SUPPLIED ENTRIES below:

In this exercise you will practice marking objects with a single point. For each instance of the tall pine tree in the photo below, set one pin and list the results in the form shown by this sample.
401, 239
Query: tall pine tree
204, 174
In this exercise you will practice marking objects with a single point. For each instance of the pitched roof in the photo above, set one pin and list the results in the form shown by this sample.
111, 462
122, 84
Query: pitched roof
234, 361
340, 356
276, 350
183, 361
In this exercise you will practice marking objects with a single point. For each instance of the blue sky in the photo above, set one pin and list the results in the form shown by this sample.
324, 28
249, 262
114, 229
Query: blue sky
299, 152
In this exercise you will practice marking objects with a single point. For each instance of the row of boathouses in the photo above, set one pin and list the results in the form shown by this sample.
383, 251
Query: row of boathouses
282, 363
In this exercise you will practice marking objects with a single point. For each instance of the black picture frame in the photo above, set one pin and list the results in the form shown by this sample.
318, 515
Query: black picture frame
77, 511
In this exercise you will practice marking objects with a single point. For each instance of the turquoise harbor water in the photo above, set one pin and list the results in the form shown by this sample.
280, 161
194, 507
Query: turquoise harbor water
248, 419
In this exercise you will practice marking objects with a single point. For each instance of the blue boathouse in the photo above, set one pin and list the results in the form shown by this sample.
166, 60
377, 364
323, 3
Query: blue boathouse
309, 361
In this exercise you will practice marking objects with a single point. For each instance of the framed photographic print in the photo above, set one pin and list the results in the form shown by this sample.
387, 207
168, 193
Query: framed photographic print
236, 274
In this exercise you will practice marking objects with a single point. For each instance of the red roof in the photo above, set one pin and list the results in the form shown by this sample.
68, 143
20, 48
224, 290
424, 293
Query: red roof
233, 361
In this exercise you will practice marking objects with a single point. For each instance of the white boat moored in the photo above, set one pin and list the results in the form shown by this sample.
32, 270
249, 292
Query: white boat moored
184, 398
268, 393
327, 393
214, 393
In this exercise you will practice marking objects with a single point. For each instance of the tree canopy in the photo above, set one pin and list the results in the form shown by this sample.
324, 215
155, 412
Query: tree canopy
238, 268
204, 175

End of SUPPLIED ENTRIES.

## TRY IT
Each record above should be reproduced in full, exactly as it stands.

## SOLUTION TO THIS PROBLEM
In this exercise you will practice marking objects with a single point. For each instance of the tall pine tree in the photo below, set one pin and list the results in the form shown by this sample.
401, 239
Query: tall pine tree
204, 174
In this exercise you will practice marking objects with a single point. For each instance of the pitched roof in the photo above, set one pin and list the results in the form shown by this sample.
111, 462
122, 84
Query: pitched roof
234, 361
340, 356
276, 350
183, 361
In this exercise you will practice marking objects with a single point. For each instance of the blue sky in the photo above, set one pin and list the results in the form shown by this sample.
324, 28
249, 262
114, 229
Query: blue sky
299, 152
In this exercise you will practice marking objects with a single point. For each instance of the row of boathouses in the photo above, set one pin and list the results in the form shown by this sample.
383, 251
Query: row of boathouses
282, 363
In this exercise you will practice marking objects with a single point. For each instance of the black picture frame in the photo above, set one pin and list the results in the form shown by this sample.
318, 515
Query: black picture frame
77, 511
In this exercise you will practice marking objects with a single point. For each instance of the turquoise harbor water in the photo above, set one pin and list the results in the form shown by this sample.
280, 161
194, 507
Query: turquoise harbor water
248, 419
In this exercise you will practice marking objects with a single point. For each instance of the blue boathouse in the photo above, set one pin and list the results in the form shown by this sample.
166, 60
377, 364
323, 3
Query: blue boathouse
309, 361
In this exercise you will practice marking objects with a single point. For each instance of the framed photographic print in the photo above, set one pin and list the results in the form shown by this sample.
387, 207
168, 193
Query: framed photographic print
236, 274
In this exercise you will practice marking objects with a single point. For each instance of the red roof in the photo above, set one pin and list the results in the form shown by this sample.
68, 143
20, 48
224, 290
424, 293
Query: red roof
233, 361
In this exercise you will practice marking objects with a single point. For each instance of the white boat moored in the photo above, set one pin and list the results in the form shown by this sample.
32, 270
249, 292
Query: white boat moored
184, 398
268, 393
327, 393
214, 393
In this exercise you will practice marking objects with a single point. For each instance of the tree canopy in the photo above, set one pin and list the results in the form shown by this sample.
324, 215
155, 412
Query: tree canopy
238, 268
204, 175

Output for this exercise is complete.